Brief →
Search the records for the string "metal", and show each line where it appears.

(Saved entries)
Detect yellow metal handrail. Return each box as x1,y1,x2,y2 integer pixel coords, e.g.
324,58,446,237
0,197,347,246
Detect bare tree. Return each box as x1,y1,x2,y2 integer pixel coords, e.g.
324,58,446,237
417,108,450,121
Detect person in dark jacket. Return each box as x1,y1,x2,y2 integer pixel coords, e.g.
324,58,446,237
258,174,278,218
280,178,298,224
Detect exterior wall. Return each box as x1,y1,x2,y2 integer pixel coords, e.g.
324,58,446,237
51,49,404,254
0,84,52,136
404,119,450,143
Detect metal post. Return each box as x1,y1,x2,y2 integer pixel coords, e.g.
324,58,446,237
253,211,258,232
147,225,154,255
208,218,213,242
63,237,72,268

Answer for the task →
Detect yellow metal handrail. Return each box as x1,y1,x2,y2 integer pixel coords, e.g.
Detect metal post. Return each box as x1,y1,x2,y2 integer pixel coords, e.g.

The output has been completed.